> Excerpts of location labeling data

=====

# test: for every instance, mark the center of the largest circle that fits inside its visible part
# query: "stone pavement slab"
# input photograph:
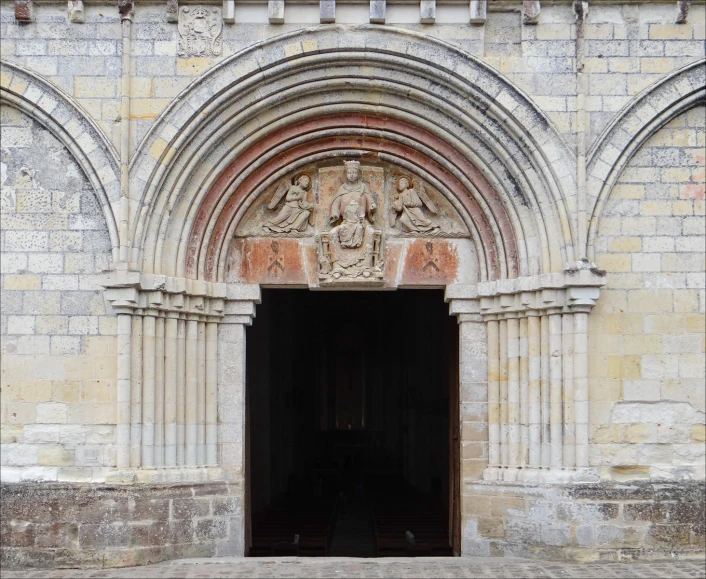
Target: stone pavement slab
(379, 568)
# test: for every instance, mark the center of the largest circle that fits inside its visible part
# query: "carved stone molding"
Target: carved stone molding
(200, 30)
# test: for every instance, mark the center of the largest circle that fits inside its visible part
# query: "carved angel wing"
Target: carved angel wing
(277, 197)
(422, 192)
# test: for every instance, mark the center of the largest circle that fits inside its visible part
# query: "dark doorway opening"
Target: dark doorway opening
(352, 409)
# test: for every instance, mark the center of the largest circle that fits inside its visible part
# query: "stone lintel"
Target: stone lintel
(76, 12)
(479, 11)
(172, 10)
(229, 11)
(275, 11)
(24, 11)
(530, 11)
(378, 11)
(327, 11)
(427, 11)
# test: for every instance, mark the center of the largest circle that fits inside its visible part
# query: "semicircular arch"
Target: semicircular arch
(389, 92)
(60, 115)
(632, 127)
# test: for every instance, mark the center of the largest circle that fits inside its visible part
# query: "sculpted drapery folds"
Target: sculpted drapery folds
(352, 248)
(406, 208)
(296, 212)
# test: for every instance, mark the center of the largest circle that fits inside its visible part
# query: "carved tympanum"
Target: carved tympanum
(199, 31)
(296, 213)
(407, 208)
(352, 249)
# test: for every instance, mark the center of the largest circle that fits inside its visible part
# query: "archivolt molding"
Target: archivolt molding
(55, 110)
(635, 124)
(316, 93)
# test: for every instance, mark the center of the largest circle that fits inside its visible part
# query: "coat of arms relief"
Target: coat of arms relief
(348, 210)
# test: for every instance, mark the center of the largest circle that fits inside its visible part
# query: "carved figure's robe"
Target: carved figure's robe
(294, 214)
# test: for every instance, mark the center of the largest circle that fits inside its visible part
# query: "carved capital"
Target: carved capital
(479, 11)
(126, 8)
(24, 11)
(530, 11)
(76, 12)
(683, 11)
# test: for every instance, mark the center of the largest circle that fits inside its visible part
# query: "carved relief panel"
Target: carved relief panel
(348, 223)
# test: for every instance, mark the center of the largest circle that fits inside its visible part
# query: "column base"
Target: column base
(540, 475)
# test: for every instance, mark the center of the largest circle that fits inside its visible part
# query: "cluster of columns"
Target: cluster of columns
(181, 373)
(537, 392)
(534, 365)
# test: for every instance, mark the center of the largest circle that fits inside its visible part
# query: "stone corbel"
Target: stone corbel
(229, 11)
(427, 11)
(172, 10)
(275, 11)
(327, 11)
(479, 11)
(530, 11)
(378, 11)
(683, 11)
(24, 11)
(76, 12)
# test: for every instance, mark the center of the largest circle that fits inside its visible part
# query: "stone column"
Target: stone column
(581, 387)
(534, 372)
(567, 341)
(493, 394)
(211, 393)
(123, 394)
(473, 390)
(524, 393)
(181, 393)
(545, 364)
(555, 391)
(201, 397)
(159, 392)
(136, 393)
(192, 329)
(148, 386)
(504, 440)
(170, 391)
(513, 391)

=====

> What you need to do
Quote the entries above word for word. Leave the images out.

> The output
# test: for every instance, mark the center of the largest circle that fits inside its visible part
# query: "stone pavement slab"
# input photograph:
Target: stone pavement slab
(379, 568)
# test: for every instance, mark the center of the largest circle that fits inside its visible part
# query: "carved stone molding"
Target: carved stone molding
(200, 30)
# test: for every instance, mark the center of the largest circle that fits inside its visible part
# query: "carved angel wing"
Target: carved angel wing
(277, 197)
(422, 192)
# test: for every instance, mark the center of the largest circle that fits inside its visible part
# query: "dark doorway opening"
Target: dark doorway opening
(352, 409)
# test: for every instance, mark the center of the largest circle that fits inside its visible part
# query: "stone lintel"
Target: stone lintel
(76, 12)
(479, 11)
(172, 10)
(229, 11)
(275, 11)
(24, 11)
(530, 11)
(378, 11)
(327, 11)
(427, 11)
# test: for every instance, mark the center of the largest circle that fits inside its visible part
# query: "semicircular arch"
Target: semicircular arch
(389, 92)
(60, 115)
(632, 127)
# test: for every instance, mark the center of the largest circle that fits inside its visible part
# query: "sculpted drapery folds"
Target: sculpted drapery folds
(352, 248)
(406, 208)
(296, 212)
# test: for every instance, mark the center of the largest circle that fits inside its visible part
# query: "carved tympanum"
Target: carved tympanum
(199, 31)
(296, 213)
(407, 208)
(352, 249)
# test: for every instance, mark the center of the largest circle that fits inside its visible part
# query: "archivolt molding"
Target: archivolt molding
(55, 110)
(635, 124)
(316, 93)
# test: for every instance, mark the center of the largest circle that fits inside its visible part
# query: "coat of arms relief"
Target: coat of arms relief
(348, 210)
# test: for every instance, mark the center of the largest circle that fits inside its visible part
# query: "carved figure's robe"
Target: carved figure's robe
(294, 214)
# test: for every instance, mark the center of the largest circle that fits inside its visible part
# query: "carved capital"
Target: carved capital
(479, 11)
(126, 8)
(24, 11)
(530, 11)
(76, 12)
(683, 11)
# test: for every instance, mark the center of the largest circle that fits inside its visible part
# query: "carved relief panel"
Target: carved relief panel
(348, 223)
# test: for every instance, mark the center of the largest circle that fits inside its visible part
# query: "column base"
Target: column base
(540, 475)
# test: for every instance, mark the center of the largest circle that fits inside its visible part
# query: "cluster of columns"
Target: cluster of columns
(181, 373)
(537, 392)
(534, 365)
# test: for every instance, mark the center of the largest circle that fits inside its visible part
# query: "stone corbel"
Target: stone corbel
(229, 11)
(427, 11)
(172, 10)
(275, 11)
(327, 11)
(479, 11)
(530, 11)
(378, 11)
(683, 11)
(24, 11)
(76, 12)
# test: for every instance, mark the center of the largest circle that fits inside its visible part
# query: "stone column"
Target: stone column
(581, 387)
(534, 372)
(567, 341)
(493, 394)
(211, 393)
(123, 394)
(473, 390)
(524, 393)
(181, 393)
(545, 364)
(555, 391)
(201, 397)
(159, 392)
(136, 393)
(192, 329)
(148, 386)
(504, 440)
(170, 391)
(513, 391)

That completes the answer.